I'm not so sure long only would have the skills even for a non workout shop because long only ideas are based mostly from fundamental analysis, while distressed trades more on documents and legal precedent and court decision. I would imagine that those that make the switch do a lot of independent learning and can talk about that stuff.
No
I was offered Ares London who are mainly a CLO platform with a view to get into distressed later on. I ended up declining because i had better learning opportunities else where (i think, we'll see how it works out). Ultimately, you'll be fighting your employer, hoping for your analysis (or someone's) to be wrong so you can go through a workout. You'll be looking at the potential downside associated with a RXing but wont be seeking out those opportunities and you'll likely develop a more par bank mindset of minimizing your writedown as you probably wont be able to take equity into the CLO (hence lots of funky profit participating notes are originated in RXings to accommodate for CLOs).
Distressed Credit Fund Qualifications (Originally Posted: 03/02/2009)
Can someone who currently works at a distressed credit fund or at a hedge fund/PE fund that has a distressed arm shed some light on this?

▶ **REQUESTS**:
A) In the forum excerpt on distressed credit, what does the commenter say Ares London mainly is?
B) Summarize the forum excerpt on distressed credit in two sentences.
C) Write what comes next in the forum excerpt on distressed credit, beginning right after its final sentence.

▶ **DATASET EXTRACT**:
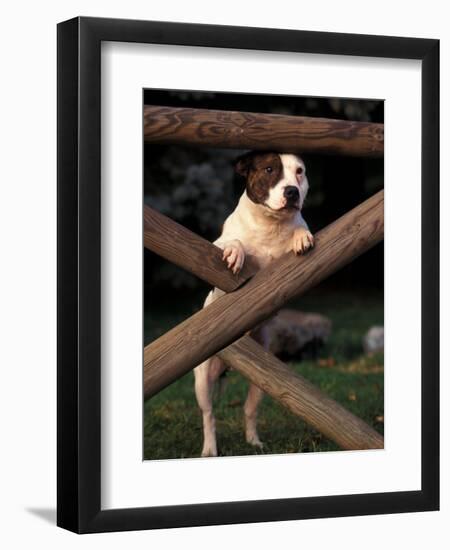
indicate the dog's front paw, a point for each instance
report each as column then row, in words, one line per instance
column 234, row 255
column 303, row 240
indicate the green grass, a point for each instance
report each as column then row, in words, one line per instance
column 172, row 421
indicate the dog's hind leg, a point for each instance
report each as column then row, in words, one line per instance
column 255, row 394
column 250, row 414
column 205, row 376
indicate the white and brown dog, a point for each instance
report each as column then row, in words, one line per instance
column 266, row 224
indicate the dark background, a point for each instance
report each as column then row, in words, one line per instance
column 197, row 187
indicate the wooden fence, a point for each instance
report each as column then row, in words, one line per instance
column 253, row 297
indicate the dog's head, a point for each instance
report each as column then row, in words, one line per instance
column 276, row 181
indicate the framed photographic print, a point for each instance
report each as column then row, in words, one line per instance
column 226, row 293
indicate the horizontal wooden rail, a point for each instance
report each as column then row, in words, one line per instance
column 215, row 327
column 184, row 248
column 300, row 396
column 240, row 130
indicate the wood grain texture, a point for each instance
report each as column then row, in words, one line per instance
column 241, row 130
column 300, row 396
column 184, row 248
column 228, row 318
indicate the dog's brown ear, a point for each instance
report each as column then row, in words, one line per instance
column 242, row 164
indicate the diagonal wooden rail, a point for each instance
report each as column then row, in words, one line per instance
column 184, row 248
column 228, row 318
column 243, row 130
column 300, row 396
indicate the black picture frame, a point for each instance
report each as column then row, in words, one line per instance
column 79, row 281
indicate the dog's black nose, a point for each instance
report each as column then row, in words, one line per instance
column 291, row 193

▶ **RESPONSE LIST**:
A) Ares London is mainly a CLO platform.

B) One commenter doubts that long-only investors have the skills for distressed work, because long-only ideas rest mostly on fundamental analysis while distressed trades more on documents, legal precedent and court decisions. Another commenter, who declined an offer from the CLO platform Ares London, says such a role means hoping for a workout and developing a par bank mindset of minimizing writedowns, since a CLO probably can't take equity.

C)
Apologies in advance for the diarrhea of questions below, but they are a stream of thought for what I would be curious about:
What type of experience do distressed funds look for? Are they focused on restructuring or leveraged finance experience? Given that bulge bracket banks do not have significant restructuring practises due to conflict of interest, is restructuring experience at firms with reputable restructuring groups viewed more favorably (e.g., Lazard, HLHZ, Jefferies, Moelis)? What is the interview process like at distressed funds? Are there the traditional modeling tests (I can't imagine LBO modeling skills are too relevant)? Do distressed funds recruit under the typical PE time schematic (i.e., recruit now for Summer 2010)?
The above and any other insight into the sub-industry would be greatly appreciated.
still trying to figure that one out for myself.
The world has changed. And we must change with it.
my experiences with distressed guys is they come out of leveraged finance as knowledge of credit agreements / note purchase agreements / collateral agreements / intercreditor agreements is key to having a nice recovery after bankruptcy... modeling differs from that of an LBO in that it focuses on restructuring the capital structure, obtaining a DIP type finance and seeing what the firms value is in order to repay the debt waterfall style with the equity and new debt...
just my 2cents on the topic...
Casual little bump.
bump
I can address this in a bit.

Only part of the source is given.